#### What to do:
a) In the news report on the Oyo child nutrition survey, which University of Ibadan department did the researchers come from?
b) Return the part of the news report on the Oyo child nutrition survey starting with "The data collection" and going on through "able to study.".
c) Carry the news report on the Oyo child nutrition survey forward from its final sentence.

#### Given passage:
[Start of section]

UI researchers say high percentage of Oyo school children malnourished

May 29, 2024

A recent survey by the University of Ibadan, Oyo State, shows that 99.9 per cent of school-age children do not receive enough calcium and other minerals needed for normal growth.

The data collection carried out by a group of researchers from the Department of Human Nutrition and Dietetics discovered that several pupils consumed a lot of unhealthy food deficient in fruit, legumes, and animal protein.

A co-lead investigator in the survey, Dr Oluwaseun Ariyo, revealed the outcome of the survey during a one-day workshop tagged ‘Ibadan Kids Nutrition and Health Survey’, held at the institution.

According to him, an alarming number of children do not consume the recommended amounts of calcium and other minerals for their age.

He also noted that students who do not take appropriate care of their health are less able to study.

Ariyo disclosed that the study on children’s food intake was conducted in five local governments – Ibadan North, Northwest, Northeast, Southwest, and Southeast.

[End of section]

#### Data extract:
[Start of section]

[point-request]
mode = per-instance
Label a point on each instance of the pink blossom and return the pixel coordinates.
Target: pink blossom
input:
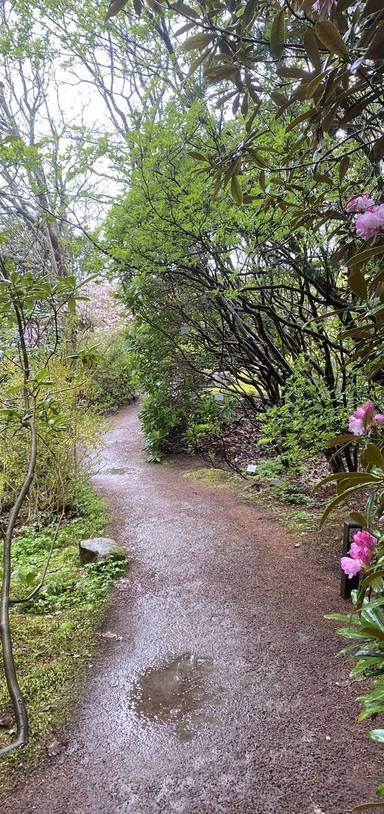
(360, 203)
(356, 425)
(369, 223)
(324, 7)
(364, 538)
(350, 567)
(360, 552)
(363, 419)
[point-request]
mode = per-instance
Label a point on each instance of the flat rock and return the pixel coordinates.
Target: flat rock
(100, 548)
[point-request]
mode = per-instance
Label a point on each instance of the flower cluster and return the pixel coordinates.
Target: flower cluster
(360, 553)
(369, 220)
(364, 419)
(324, 7)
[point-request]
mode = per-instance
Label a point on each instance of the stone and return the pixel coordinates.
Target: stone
(100, 548)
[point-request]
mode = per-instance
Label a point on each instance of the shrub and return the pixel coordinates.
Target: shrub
(111, 383)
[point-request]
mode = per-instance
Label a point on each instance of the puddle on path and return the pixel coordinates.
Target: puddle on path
(116, 470)
(175, 694)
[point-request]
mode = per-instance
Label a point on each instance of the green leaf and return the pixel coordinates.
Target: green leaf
(197, 42)
(114, 7)
(343, 167)
(372, 6)
(357, 282)
(278, 35)
(331, 38)
(312, 48)
(373, 455)
(337, 440)
(186, 10)
(377, 735)
(336, 501)
(236, 190)
(362, 257)
(359, 518)
(375, 48)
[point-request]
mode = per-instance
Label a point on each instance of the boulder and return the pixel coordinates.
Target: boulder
(100, 548)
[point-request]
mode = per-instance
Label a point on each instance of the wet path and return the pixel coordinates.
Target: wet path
(220, 693)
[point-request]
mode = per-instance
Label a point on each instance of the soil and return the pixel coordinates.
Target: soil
(216, 689)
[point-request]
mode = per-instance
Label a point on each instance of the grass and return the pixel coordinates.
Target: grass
(211, 476)
(54, 635)
(295, 507)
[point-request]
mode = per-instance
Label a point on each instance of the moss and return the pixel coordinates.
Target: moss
(54, 636)
(211, 476)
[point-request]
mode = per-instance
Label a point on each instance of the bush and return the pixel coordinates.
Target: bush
(111, 382)
(67, 430)
(299, 427)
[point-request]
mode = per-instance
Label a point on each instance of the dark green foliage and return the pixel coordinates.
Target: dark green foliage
(111, 382)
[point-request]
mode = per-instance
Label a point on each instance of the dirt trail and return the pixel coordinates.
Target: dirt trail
(223, 694)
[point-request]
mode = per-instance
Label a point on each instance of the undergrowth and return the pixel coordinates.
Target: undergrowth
(54, 634)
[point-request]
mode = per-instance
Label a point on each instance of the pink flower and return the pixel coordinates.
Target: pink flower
(360, 552)
(324, 7)
(356, 425)
(359, 203)
(364, 538)
(363, 419)
(369, 223)
(350, 567)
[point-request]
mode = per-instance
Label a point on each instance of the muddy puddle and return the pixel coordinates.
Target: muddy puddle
(176, 694)
(116, 470)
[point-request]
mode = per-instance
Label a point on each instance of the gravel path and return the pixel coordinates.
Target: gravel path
(219, 692)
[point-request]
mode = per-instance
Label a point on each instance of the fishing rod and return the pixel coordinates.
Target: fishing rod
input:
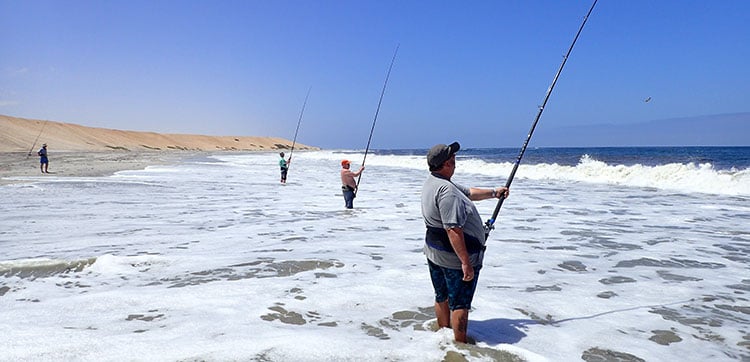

[End of section]

#### Responses:
a) The Department of Human Nutrition and Dietetics.

b)
The data collection carried out by a group of researchers from the Department of Human Nutrition and Dietetics discovered that several pupils consumed a lot of unhealthy food deficient in fruit, legumes, and animal protein.

A co-lead investigator in the survey, Dr Oluwaseun Ariyo, revealed the outcome of the survey during a one-day workshop tagged ‘Ibadan Kids Nutrition and Health Survey’, held at the institution.

According to him, an alarming number of children do not consume the recommended amounts of calcium and other minerals for their age.

He also noted that students who do not take appropriate care of their health are less able to study.

c)
He said, “Seven per cent of the children suffer from overweight and obesity, more than 10 per cent suffer undernutrition, indicating that malnutrition is still a big problem in the state, meaning, there’s an urgent need for government and other stakeholders to put in necessary interventions to address it.”

Ariyo suggested that soya beans, peanuts and vegetables, which are sources of micronutrients should be included in children’s diet.

“These children are growing and we must know that we send them to school, many of us pay huge amounts as school fees, and if these children are not properly fed, they will not get the best out of school.

“So it means that all the investment we made in their schooling may not make the desired results, so we must pay attention to their meals.”

He appealed to the government to control the type of foods children have access to in their school environments.

Ariyo explained, “In many of the schools, they have access to sugary drinks and drinks that don’t contribute to their micronutrient intake. So, we must ensure we promote the development and consumption of healthy snacks in all our schools.

“We also identified that this problem of malnutrition is higher among older children than the younger pupils and these older children are the ones that are not presently benefitting from the school feeding programme.

“So it is important that we extend the school feeding programme to cover more children, from primary four to six.”

Earlier in an address, the principal investigator in the study, Professor Rasak Sanusi called for a holistic approach to end malnutrition among school-age children.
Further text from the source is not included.